Terkait hal itu, Badan Pengelola Transportasi Jabodetabek (BPTJ) pada 1 April 2020 mengeluarkan Surat Edaran tentang Pembatasan Penggunaan Moda Transportasi untuk Mengurangi Pergerakan Orang dari dan ke Wilayah Jakarta, Bogor, Depok, Tangerang, dan Bekasi Selama Masa Pandemi Covid-19.
Polana mengatakan hal tersebut pada diskusi dalam jaringan bertajuk ”Pembatasan Akses Transportasi Umum di Jabodetabek, Perlukah?” Diskusi dimoderatori Ketua Institut Studi Transportasi (Instran) Darmaningtyas.
Menurut Polana, melalui surat edaran tersebut, pihaknya membuat rekomendasi yang cukup kaku terkait pembatasan prasarana dan sarana. Salah satu upaya mengurangi pergerakan adalah mengurangi aktivitas di daerah.

- **Tugas**
Salin kata demi kata bagian teks tentang pembatasan transportasi di Jabodetabek, dari "Polana mengatakan hal" sampai "Transportasi (Instran) Darmaningtyas.", termasuk kedua bagian itu. Baris-baris data di bawah ini tidak dipakai sama sekali.

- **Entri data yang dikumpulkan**
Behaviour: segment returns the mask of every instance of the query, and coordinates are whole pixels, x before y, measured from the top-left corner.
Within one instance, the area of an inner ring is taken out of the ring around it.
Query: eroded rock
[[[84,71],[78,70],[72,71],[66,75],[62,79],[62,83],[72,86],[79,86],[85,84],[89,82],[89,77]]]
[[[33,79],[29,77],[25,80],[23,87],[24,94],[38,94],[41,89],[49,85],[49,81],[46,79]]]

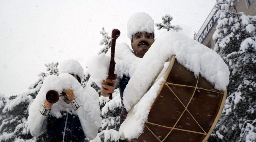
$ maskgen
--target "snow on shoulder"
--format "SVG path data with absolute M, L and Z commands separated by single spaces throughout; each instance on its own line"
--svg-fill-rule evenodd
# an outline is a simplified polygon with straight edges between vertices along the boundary
M 28 118 L 29 126 L 33 125 L 37 115 L 40 115 L 41 107 L 44 105 L 46 95 L 48 91 L 54 90 L 60 94 L 64 89 L 71 89 L 75 97 L 77 97 L 95 126 L 101 125 L 100 110 L 98 93 L 93 88 L 86 87 L 84 88 L 77 80 L 68 73 L 59 76 L 49 75 L 45 78 L 43 85 L 28 110 Z M 49 115 L 57 118 L 62 117 L 62 113 L 67 112 L 76 115 L 75 111 L 70 103 L 67 103 L 64 96 L 60 96 L 59 100 L 54 103 Z
M 132 35 L 140 32 L 154 33 L 154 21 L 145 12 L 138 12 L 130 17 L 127 22 L 127 36 L 132 40 Z
M 226 90 L 229 72 L 218 54 L 185 36 L 171 31 L 164 33 L 140 61 L 124 90 L 123 102 L 127 111 L 131 111 L 121 125 L 121 136 L 130 140 L 143 132 L 143 124 L 164 81 L 165 73 L 161 72 L 161 76 L 155 78 L 161 70 L 166 70 L 169 65 L 166 61 L 172 55 L 178 63 L 193 72 L 195 77 L 200 73 L 216 89 Z

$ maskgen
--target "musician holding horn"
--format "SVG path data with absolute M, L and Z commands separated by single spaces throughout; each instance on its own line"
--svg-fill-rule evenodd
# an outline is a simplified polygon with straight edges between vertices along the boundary
M 98 95 L 80 84 L 84 69 L 76 60 L 60 64 L 60 75 L 46 77 L 30 107 L 31 135 L 47 131 L 49 142 L 84 142 L 97 136 L 101 125 Z
M 143 58 L 155 40 L 154 32 L 154 21 L 148 14 L 138 12 L 130 18 L 127 23 L 127 36 L 131 40 L 133 53 L 136 56 Z M 113 93 L 117 87 L 119 89 L 122 104 L 120 124 L 127 116 L 127 112 L 123 103 L 123 97 L 129 80 L 129 76 L 124 75 L 122 78 L 118 78 L 117 80 L 108 78 L 102 84 L 101 94 L 104 97 L 109 97 L 110 94 Z

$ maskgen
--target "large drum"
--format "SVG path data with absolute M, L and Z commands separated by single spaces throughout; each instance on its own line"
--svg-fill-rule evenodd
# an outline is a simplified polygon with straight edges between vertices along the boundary
M 205 142 L 219 118 L 226 92 L 170 60 L 143 132 L 130 142 Z

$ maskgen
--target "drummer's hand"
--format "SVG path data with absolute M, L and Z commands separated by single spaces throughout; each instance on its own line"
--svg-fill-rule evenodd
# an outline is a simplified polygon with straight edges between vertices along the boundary
M 116 75 L 116 77 L 117 76 Z M 116 77 L 116 78 L 117 77 Z M 116 80 L 111 80 L 107 78 L 103 81 L 101 84 L 101 94 L 104 97 L 109 97 L 109 93 L 114 93 Z
M 50 109 L 52 108 L 52 106 L 53 104 L 51 103 L 49 103 L 47 100 L 46 100 L 46 102 L 44 103 L 44 106 L 46 108 L 48 109 Z
M 72 90 L 70 89 L 68 90 L 63 90 L 63 92 L 66 93 L 66 97 L 69 100 L 71 100 L 75 98 L 75 96 L 74 95 L 74 93 L 73 93 L 73 91 Z

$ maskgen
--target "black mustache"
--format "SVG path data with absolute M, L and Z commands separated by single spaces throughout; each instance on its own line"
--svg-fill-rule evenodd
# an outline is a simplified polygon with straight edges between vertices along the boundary
M 148 46 L 149 46 L 149 44 L 146 41 L 142 41 L 138 43 L 138 46 L 139 47 L 142 45 L 145 45 Z

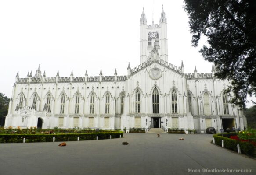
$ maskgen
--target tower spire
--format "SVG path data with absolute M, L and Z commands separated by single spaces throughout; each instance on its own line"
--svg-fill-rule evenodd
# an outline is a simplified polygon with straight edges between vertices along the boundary
M 153 0 L 153 18 L 152 21 L 152 25 L 154 25 L 154 0 Z
M 147 24 L 147 19 L 146 19 L 146 15 L 144 12 L 144 7 L 143 7 L 143 10 L 142 10 L 142 13 L 141 14 L 141 24 Z

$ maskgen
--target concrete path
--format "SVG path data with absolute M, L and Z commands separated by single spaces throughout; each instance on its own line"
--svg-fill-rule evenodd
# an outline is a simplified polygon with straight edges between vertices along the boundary
M 164 132 L 162 128 L 151 128 L 148 133 L 155 133 L 155 134 L 160 134 L 161 133 L 166 133 Z
M 0 175 L 256 174 L 255 160 L 211 144 L 212 134 L 124 136 L 67 142 L 63 147 L 59 142 L 1 144 Z M 227 168 L 253 172 L 202 172 Z

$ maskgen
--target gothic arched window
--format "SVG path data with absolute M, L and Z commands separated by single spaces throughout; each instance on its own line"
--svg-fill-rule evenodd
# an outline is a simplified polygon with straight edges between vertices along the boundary
M 206 92 L 204 94 L 204 110 L 205 115 L 211 114 L 210 108 L 210 98 Z
M 141 94 L 139 90 L 135 92 L 135 113 L 141 113 Z
M 76 96 L 76 104 L 75 104 L 75 113 L 79 113 L 79 103 L 80 102 L 80 96 L 77 94 Z
M 50 111 L 50 95 L 48 94 L 47 96 L 47 101 L 46 102 L 46 112 L 49 112 Z
M 191 94 L 189 92 L 188 93 L 188 112 L 192 113 L 192 100 L 191 98 Z
M 34 98 L 33 98 L 33 103 L 32 104 L 32 108 L 36 109 L 36 101 L 37 101 L 37 97 L 36 95 L 35 94 Z
M 23 107 L 23 95 L 22 94 L 21 95 L 20 97 L 20 102 L 19 103 L 19 107 L 20 108 L 22 108 Z
M 92 94 L 90 96 L 90 113 L 94 113 L 94 99 L 95 97 L 94 94 Z
M 106 95 L 106 103 L 105 105 L 105 113 L 109 113 L 109 94 Z
M 152 103 L 153 104 L 153 113 L 159 114 L 159 94 L 156 88 L 155 88 L 153 91 Z
M 159 46 L 159 35 L 157 32 L 148 33 L 148 46 L 152 46 L 152 45 L 154 46 L 154 43 L 152 43 L 152 40 L 155 41 L 156 46 Z
M 123 105 L 124 105 L 124 94 L 122 94 L 121 95 L 121 114 L 123 114 Z
M 228 102 L 227 101 L 227 94 L 223 94 L 222 95 L 222 99 L 223 100 L 224 114 L 229 114 L 229 112 L 228 111 Z
M 177 113 L 178 112 L 177 110 L 177 94 L 174 90 L 172 91 L 172 113 Z
M 64 113 L 64 107 L 65 105 L 65 95 L 62 94 L 61 101 L 61 112 L 60 113 Z

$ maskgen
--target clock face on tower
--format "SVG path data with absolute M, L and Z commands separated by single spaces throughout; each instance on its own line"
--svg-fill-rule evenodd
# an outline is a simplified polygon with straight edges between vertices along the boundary
M 156 39 L 156 32 L 150 32 L 149 36 L 150 36 L 150 39 Z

- **Jawaban Tertulis**
Polana mengatakan hal tersebut pada diskusi dalam jaringan bertajuk ”Pembatasan Akses Transportasi Umum di Jabodetabek, Perlukah?” Diskusi dimoderatori Ketua Institut Studi Transportasi (Instran) Darmaningtyas.